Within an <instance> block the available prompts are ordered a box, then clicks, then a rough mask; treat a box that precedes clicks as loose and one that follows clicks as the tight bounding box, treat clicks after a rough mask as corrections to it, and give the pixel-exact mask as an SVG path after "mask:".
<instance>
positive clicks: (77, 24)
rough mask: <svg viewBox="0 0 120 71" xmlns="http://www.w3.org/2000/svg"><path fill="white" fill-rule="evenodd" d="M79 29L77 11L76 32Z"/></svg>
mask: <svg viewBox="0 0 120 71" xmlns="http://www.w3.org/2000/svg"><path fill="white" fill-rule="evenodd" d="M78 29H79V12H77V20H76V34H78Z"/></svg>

Your instructions = The answer should be nothing more than the lines from the one with "rough mask: <svg" through the end of the entries, restated word for word.

Task response =
rough mask: <svg viewBox="0 0 120 71" xmlns="http://www.w3.org/2000/svg"><path fill="white" fill-rule="evenodd" d="M79 29L77 11L76 32Z"/></svg>
mask: <svg viewBox="0 0 120 71" xmlns="http://www.w3.org/2000/svg"><path fill="white" fill-rule="evenodd" d="M78 29H79V12H77V20H76V34H78Z"/></svg>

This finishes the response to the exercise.